··· EXTRAIT RETENU
Le Conseil d’Etat a demandé au gouvernement d’inscrire le dispositif des salles de consommation à moindre risque (SCMR) dans la Loi. Rappel des faits.
Dès le lancement du projet, il semble que les juristes du ministère de la Santé aient bien vu qu’il y avait un problème juridique d’incompatibilité entre l’interdiction de détention et d’utilisation de drogues et le fait de pouvoir en détenir et en consommer dans une SCMR. La question était de savoir si le cadre juridique permettant l’installation d’une SCMR pouvait être mis en place par Décret ou bien s’il fallait passer par une Loi ? Le Décret n° 2005-347 du 14 avril 2005 et plus particulièrement son préambule dit ceci : « Les acteurs, professionnels de santé ou du travail social ou membres d'associations, comme les personnes auxquelles s'adressent ces activités doivent être protégés des incriminations d'usage ou d'incitation à l'usage au cours de ces interventions…. ». Ce Décret n’a pas fait l’objet d’un rejet du Conseil d’Etat aussi était-il possible de penser qu’un Décret serait suffisant pour mettre le contexte juridique à jour. C’est ce projet de Décret qui vient d’être rejeté par le Conseil d’Etat.
······
··· LIGNES À TRAITER
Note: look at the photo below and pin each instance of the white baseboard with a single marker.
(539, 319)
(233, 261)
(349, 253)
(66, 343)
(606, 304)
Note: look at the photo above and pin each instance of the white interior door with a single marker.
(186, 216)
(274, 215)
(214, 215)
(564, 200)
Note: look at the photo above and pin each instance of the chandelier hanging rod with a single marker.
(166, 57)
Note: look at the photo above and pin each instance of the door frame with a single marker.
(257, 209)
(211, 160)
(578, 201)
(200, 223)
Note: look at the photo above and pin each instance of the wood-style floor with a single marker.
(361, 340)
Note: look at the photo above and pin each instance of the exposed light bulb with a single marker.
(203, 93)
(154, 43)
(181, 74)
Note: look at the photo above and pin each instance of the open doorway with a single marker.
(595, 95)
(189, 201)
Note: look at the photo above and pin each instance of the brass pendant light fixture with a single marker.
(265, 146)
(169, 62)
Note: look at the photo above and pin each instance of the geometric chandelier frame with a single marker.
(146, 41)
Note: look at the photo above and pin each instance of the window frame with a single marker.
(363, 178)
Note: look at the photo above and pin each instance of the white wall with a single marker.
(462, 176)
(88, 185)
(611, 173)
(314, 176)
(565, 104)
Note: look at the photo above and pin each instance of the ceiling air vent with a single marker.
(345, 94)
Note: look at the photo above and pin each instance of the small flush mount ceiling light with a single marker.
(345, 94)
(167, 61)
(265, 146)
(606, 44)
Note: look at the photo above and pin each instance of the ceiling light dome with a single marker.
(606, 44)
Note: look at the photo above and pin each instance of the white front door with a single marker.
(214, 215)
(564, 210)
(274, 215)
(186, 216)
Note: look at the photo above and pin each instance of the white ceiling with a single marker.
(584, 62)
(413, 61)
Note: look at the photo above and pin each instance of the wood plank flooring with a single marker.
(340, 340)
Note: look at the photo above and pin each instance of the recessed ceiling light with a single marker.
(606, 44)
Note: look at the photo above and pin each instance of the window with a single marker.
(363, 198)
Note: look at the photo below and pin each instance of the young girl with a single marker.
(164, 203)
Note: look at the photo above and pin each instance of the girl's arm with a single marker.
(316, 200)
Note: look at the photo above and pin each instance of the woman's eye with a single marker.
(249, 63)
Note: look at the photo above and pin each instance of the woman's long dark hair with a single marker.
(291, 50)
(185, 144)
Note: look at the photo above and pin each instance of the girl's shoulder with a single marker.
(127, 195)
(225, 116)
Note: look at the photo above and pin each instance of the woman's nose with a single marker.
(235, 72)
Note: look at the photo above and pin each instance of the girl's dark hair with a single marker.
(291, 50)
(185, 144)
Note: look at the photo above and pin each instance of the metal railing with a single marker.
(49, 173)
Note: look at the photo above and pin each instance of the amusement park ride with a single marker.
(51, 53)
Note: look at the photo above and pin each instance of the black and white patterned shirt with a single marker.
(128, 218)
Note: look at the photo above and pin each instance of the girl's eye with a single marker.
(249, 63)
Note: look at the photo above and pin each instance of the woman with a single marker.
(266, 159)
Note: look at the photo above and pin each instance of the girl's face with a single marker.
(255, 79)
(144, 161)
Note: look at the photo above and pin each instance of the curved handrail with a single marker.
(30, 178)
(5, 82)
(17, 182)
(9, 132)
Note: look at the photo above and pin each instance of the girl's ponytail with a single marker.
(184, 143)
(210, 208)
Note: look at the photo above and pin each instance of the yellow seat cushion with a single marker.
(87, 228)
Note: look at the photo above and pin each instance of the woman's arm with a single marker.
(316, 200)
······
**CONSIGNES DE L'EXERCICE:**
(A) Recopiez mot pour mot le passage de l'extrait sur les salles de consommation à moindre risque, en commençant aux mots « Le Conseil d’Etat a » et en vous arrêtant après « Rappel des faits. ».
(B) Déterminez combien de lignes contiennent la chaîne « dark », puis indiquez uniquement ce nombre.
L'extrait et les lignes ne présentent aucun lien entre eux.

**RÉSULTATS PAR TÂCHE:**
(A)
Le Conseil d’Etat a demandé au gouvernement d’inscrire le dispositif des salles de consommation à moindre risque (SCMR) dans la Loi. Rappel des faits.

(B) 2